Start DATASET EXTRACT

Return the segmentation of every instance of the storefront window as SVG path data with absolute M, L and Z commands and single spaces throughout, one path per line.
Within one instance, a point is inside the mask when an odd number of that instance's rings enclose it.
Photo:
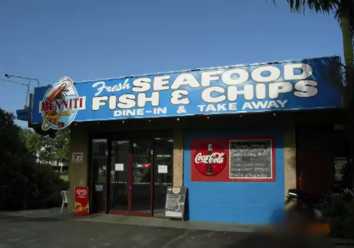
M 154 215 L 162 217 L 166 187 L 172 185 L 173 140 L 156 138 L 154 148 Z
M 106 139 L 92 140 L 91 208 L 93 213 L 105 211 L 108 150 Z

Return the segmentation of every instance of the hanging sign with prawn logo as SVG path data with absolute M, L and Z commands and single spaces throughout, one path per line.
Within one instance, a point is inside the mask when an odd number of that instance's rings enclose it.
M 342 106 L 338 57 L 98 79 L 36 88 L 32 124 L 184 117 Z
M 68 126 L 79 110 L 85 110 L 86 98 L 79 97 L 74 82 L 63 77 L 45 93 L 40 102 L 40 112 L 43 123 L 42 129 L 61 129 Z

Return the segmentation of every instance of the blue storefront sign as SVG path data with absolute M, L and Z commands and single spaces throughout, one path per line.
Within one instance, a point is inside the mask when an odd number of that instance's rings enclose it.
M 232 66 L 74 83 L 35 90 L 33 124 L 341 107 L 339 58 Z

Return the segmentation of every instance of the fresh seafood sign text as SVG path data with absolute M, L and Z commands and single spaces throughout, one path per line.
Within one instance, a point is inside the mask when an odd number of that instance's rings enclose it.
M 75 122 L 323 109 L 342 106 L 338 57 L 187 70 L 37 88 L 44 130 Z
M 43 118 L 42 129 L 60 129 L 69 126 L 78 110 L 85 109 L 85 98 L 79 97 L 69 78 L 62 78 L 47 91 L 40 102 L 40 112 Z

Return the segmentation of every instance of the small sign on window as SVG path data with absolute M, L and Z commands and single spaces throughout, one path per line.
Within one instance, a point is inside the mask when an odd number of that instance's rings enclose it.
M 72 163 L 82 163 L 84 160 L 84 153 L 72 153 Z

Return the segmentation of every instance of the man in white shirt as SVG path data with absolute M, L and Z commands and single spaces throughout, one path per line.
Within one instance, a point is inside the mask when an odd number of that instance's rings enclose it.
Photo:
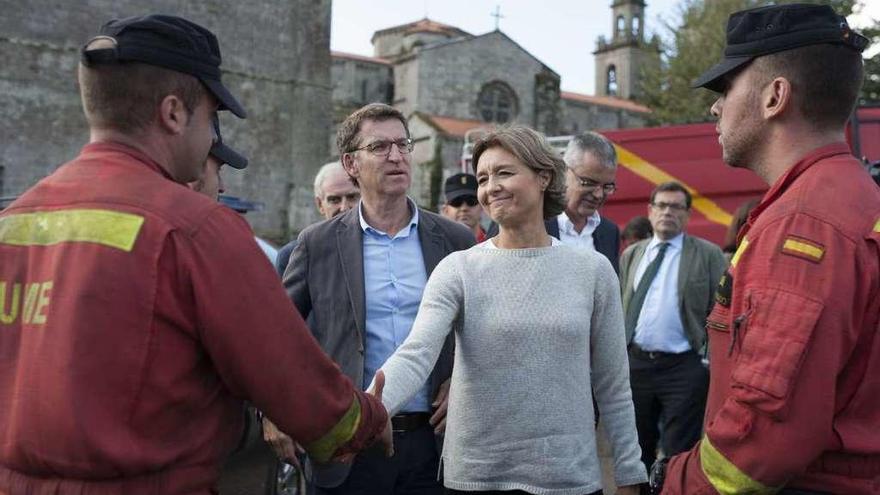
M 595 132 L 575 136 L 563 156 L 566 172 L 565 211 L 546 222 L 547 233 L 563 244 L 594 249 L 618 268 L 620 231 L 599 215 L 599 208 L 617 185 L 614 144 Z
M 636 428 L 647 469 L 658 444 L 667 456 L 689 450 L 703 427 L 705 324 L 726 261 L 718 246 L 685 234 L 690 209 L 684 186 L 657 186 L 648 205 L 653 237 L 620 259 Z

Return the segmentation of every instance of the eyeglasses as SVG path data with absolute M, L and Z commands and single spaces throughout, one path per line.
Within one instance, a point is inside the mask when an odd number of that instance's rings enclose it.
M 681 212 L 688 209 L 687 205 L 681 203 L 651 203 L 651 207 L 657 211 L 663 211 L 669 208 L 671 211 Z
M 355 148 L 349 153 L 366 150 L 376 156 L 388 156 L 391 154 L 391 145 L 397 146 L 397 151 L 399 151 L 401 155 L 408 155 L 412 153 L 412 150 L 415 147 L 415 143 L 413 143 L 413 140 L 410 138 L 398 139 L 397 141 L 388 141 L 382 139 L 379 141 L 373 141 L 372 143 L 361 146 L 360 148 Z
M 453 208 L 461 208 L 462 204 L 467 203 L 468 206 L 477 206 L 477 198 L 475 196 L 459 196 L 452 201 L 449 201 L 449 206 Z
M 589 177 L 581 177 L 580 175 L 574 173 L 574 170 L 568 169 L 571 172 L 571 175 L 575 177 L 578 181 L 578 185 L 581 186 L 581 189 L 585 189 L 590 192 L 595 192 L 598 189 L 602 189 L 602 193 L 605 196 L 611 196 L 614 194 L 614 191 L 617 190 L 617 184 L 613 182 L 609 182 L 607 184 L 602 184 L 601 182 L 596 182 Z
M 354 204 L 357 203 L 359 199 L 361 199 L 361 193 L 354 192 L 348 194 L 328 194 L 324 197 L 324 201 L 330 203 L 331 205 L 338 205 L 342 203 L 342 200 L 347 201 L 348 203 Z

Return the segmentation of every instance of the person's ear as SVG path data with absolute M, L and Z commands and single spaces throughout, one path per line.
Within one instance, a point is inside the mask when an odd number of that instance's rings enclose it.
M 349 177 L 357 179 L 358 169 L 354 161 L 354 153 L 343 153 L 340 161 L 342 162 L 342 168 L 345 169 L 345 173 L 347 173 Z
M 781 116 L 791 105 L 791 82 L 784 77 L 773 79 L 761 94 L 761 114 L 765 120 Z
M 181 134 L 189 119 L 189 111 L 177 95 L 166 95 L 159 102 L 159 125 L 165 132 Z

End DATASET EXTRACT

▸ **TASK REQUIREMENTS**
Format every line of the listing above as a numbered list, omitting blank lines and leaving the pictures out.

▸ **EXERCISE RESULT**
1. Return the segmentation of every instance of the storefront window as SVG path data with absolute M, L and Z commands and single spaces throughout, one path per line.
2. Within one instance, a point is inside the mask when an odd number of that instance's rings enclose it.
3. Photo:
4. M 154 215 L 162 217 L 166 187 L 172 185 L 173 140 L 156 138 L 154 148 Z
5. M 106 139 L 92 140 L 91 208 L 93 213 L 105 211 L 108 150 Z
6. Return the segmentation of every instance of the hanging sign with prawn logo as SVG path data with absolute M, L and Z commands and single spaces throughout, one path per line.
7. Within one instance, a point is inside the mask when an odd number of that instance's rings enclose it.
8. M 342 106 L 338 57 L 98 79 L 36 88 L 32 124 L 184 117 Z
9. M 68 126 L 79 110 L 85 110 L 86 98 L 79 97 L 74 82 L 63 77 L 45 93 L 40 102 L 40 112 L 43 123 L 42 129 L 61 129 Z
10. Return the segmentation of every instance of the blue storefront sign as SVG path data with absolute M, L and Z commands and single spaces throughout, one path per line.
11. Within one instance, a point is inside the mask when an odd number of that instance's rings enclose it.
12. M 232 66 L 74 83 L 35 90 L 33 124 L 341 107 L 339 58 Z
13. Return the segmentation of every instance of the fresh seafood sign text as SVG path data with absolute M, L and Z commands and single spaces throughout, one path per line.
14. Within one instance, a point is inside the mask when an odd number of that instance's rings enclose it.
15. M 75 122 L 323 109 L 342 106 L 338 57 L 187 70 L 37 88 L 44 130 Z
16. M 43 118 L 42 129 L 60 129 L 69 126 L 78 110 L 85 109 L 85 98 L 79 97 L 69 78 L 62 78 L 47 91 L 40 102 L 40 112 Z
17. Return the segmentation of every instance of the small sign on window as SVG path data with absolute M, L and Z commands and single spaces throughout, one path per line.
18. Within one instance, a point is inside the mask when an odd number of that instance's rings enclose it.
19. M 72 163 L 82 163 L 84 160 L 84 153 L 72 153 Z
20. Return the segmentation of every instance of the man in white shirt as SVG path data with absolute M, L and Z commands and single spaces throughout, one path per line.
21. Within one instance, a point is inside the mask when an odd number of that instance's rings enclose it.
22. Photo:
23. M 595 132 L 575 136 L 563 156 L 566 172 L 565 211 L 546 222 L 547 233 L 563 244 L 594 249 L 618 268 L 620 231 L 599 215 L 599 208 L 617 185 L 614 144 Z
24. M 636 428 L 647 469 L 658 444 L 667 456 L 689 450 L 703 427 L 705 324 L 726 261 L 718 246 L 685 234 L 690 209 L 684 186 L 657 186 L 648 205 L 653 237 L 620 259 Z
25. Return the segmentation of every instance of the eyeglasses as SVG path data with absolute M, L and Z commands and single spaces throughout, one path per line.
26. Within one instance, a point is inside the mask when an odd number of that instance's rings enclose it.
27. M 681 212 L 688 209 L 687 205 L 681 203 L 651 203 L 651 207 L 657 211 L 663 211 L 669 208 L 671 211 Z
28. M 355 148 L 349 153 L 366 150 L 376 156 L 388 156 L 391 154 L 391 145 L 397 146 L 397 151 L 399 151 L 401 155 L 408 155 L 412 153 L 412 150 L 415 147 L 415 143 L 413 143 L 413 140 L 410 138 L 398 139 L 397 141 L 388 141 L 382 139 L 379 141 L 373 141 L 372 143 L 361 146 L 360 148 Z
29. M 453 208 L 461 208 L 462 204 L 467 203 L 468 206 L 477 206 L 477 198 L 475 196 L 459 196 L 452 201 L 449 201 L 449 206 Z
30. M 589 177 L 581 177 L 580 175 L 574 173 L 574 170 L 568 169 L 571 172 L 571 175 L 575 177 L 578 181 L 578 185 L 581 186 L 581 189 L 585 189 L 590 192 L 595 192 L 598 189 L 602 189 L 602 193 L 605 196 L 611 196 L 614 194 L 614 191 L 617 190 L 617 184 L 613 182 L 609 182 L 607 184 L 602 184 L 601 182 L 596 182 Z
31. M 354 204 L 357 203 L 359 199 L 361 199 L 361 193 L 354 192 L 348 194 L 328 194 L 324 197 L 324 201 L 330 203 L 331 205 L 338 205 L 342 203 L 342 200 L 347 201 L 348 203 Z
32. Return the segmentation of every instance of the person's ear as SVG path data with absolute M, L and Z commands and single spaces throughout, one path per line.
33. Within one instance, a point is inside the mask when an odd number of that instance's rings enclose it.
34. M 349 177 L 357 179 L 358 169 L 354 161 L 354 153 L 343 153 L 340 161 L 342 162 L 342 168 L 345 169 L 345 173 L 347 173 Z
35. M 781 116 L 791 105 L 791 82 L 784 77 L 773 79 L 761 94 L 761 114 L 765 120 Z
36. M 181 134 L 189 119 L 189 111 L 177 95 L 166 95 L 159 102 L 159 125 L 165 132 Z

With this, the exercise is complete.